TASK PROMPT ->
Once the records below have been read, copy them all out exactly.

DATA PROVIDED ->

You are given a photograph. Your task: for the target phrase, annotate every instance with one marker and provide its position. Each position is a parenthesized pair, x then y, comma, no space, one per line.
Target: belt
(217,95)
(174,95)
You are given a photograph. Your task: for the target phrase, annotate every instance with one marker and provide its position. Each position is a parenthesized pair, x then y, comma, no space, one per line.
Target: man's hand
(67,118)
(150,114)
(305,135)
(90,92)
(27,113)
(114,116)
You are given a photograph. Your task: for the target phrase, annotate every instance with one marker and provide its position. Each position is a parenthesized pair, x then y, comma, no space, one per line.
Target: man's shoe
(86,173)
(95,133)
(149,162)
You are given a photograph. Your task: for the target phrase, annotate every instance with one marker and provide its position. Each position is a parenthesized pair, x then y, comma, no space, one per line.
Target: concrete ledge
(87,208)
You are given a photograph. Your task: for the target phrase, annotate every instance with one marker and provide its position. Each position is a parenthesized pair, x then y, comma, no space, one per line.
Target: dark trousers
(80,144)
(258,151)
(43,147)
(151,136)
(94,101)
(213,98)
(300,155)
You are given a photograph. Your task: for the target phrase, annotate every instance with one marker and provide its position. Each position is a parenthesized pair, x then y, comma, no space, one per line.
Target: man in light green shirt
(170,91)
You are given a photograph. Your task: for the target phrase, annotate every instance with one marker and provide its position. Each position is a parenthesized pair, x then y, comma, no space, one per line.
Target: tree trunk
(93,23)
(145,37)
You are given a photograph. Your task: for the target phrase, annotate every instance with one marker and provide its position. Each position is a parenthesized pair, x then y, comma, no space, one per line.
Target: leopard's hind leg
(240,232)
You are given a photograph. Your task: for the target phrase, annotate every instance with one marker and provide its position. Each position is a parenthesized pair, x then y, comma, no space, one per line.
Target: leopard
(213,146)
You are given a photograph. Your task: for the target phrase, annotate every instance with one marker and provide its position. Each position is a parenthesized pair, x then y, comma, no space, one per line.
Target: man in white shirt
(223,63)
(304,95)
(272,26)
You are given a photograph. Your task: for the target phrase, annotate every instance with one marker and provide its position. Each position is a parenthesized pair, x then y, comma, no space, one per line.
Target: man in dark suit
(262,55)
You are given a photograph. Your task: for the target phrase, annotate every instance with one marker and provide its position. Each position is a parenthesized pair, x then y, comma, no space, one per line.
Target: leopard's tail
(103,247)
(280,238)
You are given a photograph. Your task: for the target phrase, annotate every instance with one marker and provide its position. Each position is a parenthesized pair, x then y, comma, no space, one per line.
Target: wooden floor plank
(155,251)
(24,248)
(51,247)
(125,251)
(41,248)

SOLUTION FOR THIS PROBLEM ->
You are given a photograph. Your task: for the target phrase, annotate every instance with one marker and provide its position. Each position is a parenthesized pair, x then y, comma, no space, one per line.
Target: belt
(217,95)
(174,95)
You are given a photograph. Your task: for the target phrase, annotate every instance with one marker and provide its position. Each position is a parenthesized pair, x then y, comma, no space, one per line.
Target: man's hand
(67,118)
(150,114)
(305,135)
(90,92)
(27,113)
(114,116)
You are given a photograph. Your task: for the target phrase, annotate every instance with one marker and provide its position. Each position is a parenthesized pair, x then y, comma, no space, one per line.
Target: man's shoe
(86,173)
(95,133)
(149,162)
You are given a photograph. Your task: for the target phrase, annotate every instance with one marker and provide its position. Each position is a parenthesized pair, x then y, comma, no space, one per line.
Target: concrete ledge
(87,208)
You are given a photograph. Your task: for the target phrase, annotate every instance with one marker and provide its position. Each position is a parenthesized pair, x then y, comma, no space, one per line.
Target: dark trousers
(80,144)
(258,151)
(43,147)
(151,136)
(94,101)
(213,98)
(300,155)
You are given a photograph. Your task: for the target phrase, annotate every instance with one marker and provide its position. Each position is a parenthesized pair, x then y, comma, no space, one per line.
Target: man in light green shirt
(170,91)
You are given a photograph. Your task: for the target phrase, annotate every instance with one marker and provide its position. Each position is a parenthesized pair, x then y, comma, no space, one per line.
Target: tree trunk
(93,23)
(145,37)
You are given a photograph. Your task: for the target phrase, annotate every instance with one marker and provide its position. Each position is a parenthesized pair, x then y, comma, no space, one per line.
Target: leopard's hind leg
(240,232)
You are given a photograph. Your task: for the target phrase, annotate every instance with one marker and provide its position. Each position is a parenthesized pair, x then y, comma, no space, one per line.
Target: leopard
(213,146)
You are given a photograph. Your task: for the target phrase, annotate every instance with one marker and provide its position. Each position is a parenthesized pair, x then y, comma, no space, one per line.
Target: man in white shirt
(223,63)
(304,95)
(272,26)
You are given a photograph. Your task: for the target phrase, annotate every instance with one marker and provide its position. Each position is a parenthesized pair, x then y, comma, no space, one per line.
Target: man in dark suit
(262,55)
You are given a photograph. Your task: for the target phrase, annotate every instance with one marker and provide its position. Each position is a parenthesized pair, x then y, comma, no space, one per line.
Target: leopard's tail
(103,247)
(280,238)
You are given a photograph. Your task: for the target phrase, annotate every instance with one marker and provide its position. Each position is a parenthesized pair, x then y, comma, no space, one per line.
Target: wooden floor plank
(155,251)
(24,248)
(51,247)
(125,251)
(41,248)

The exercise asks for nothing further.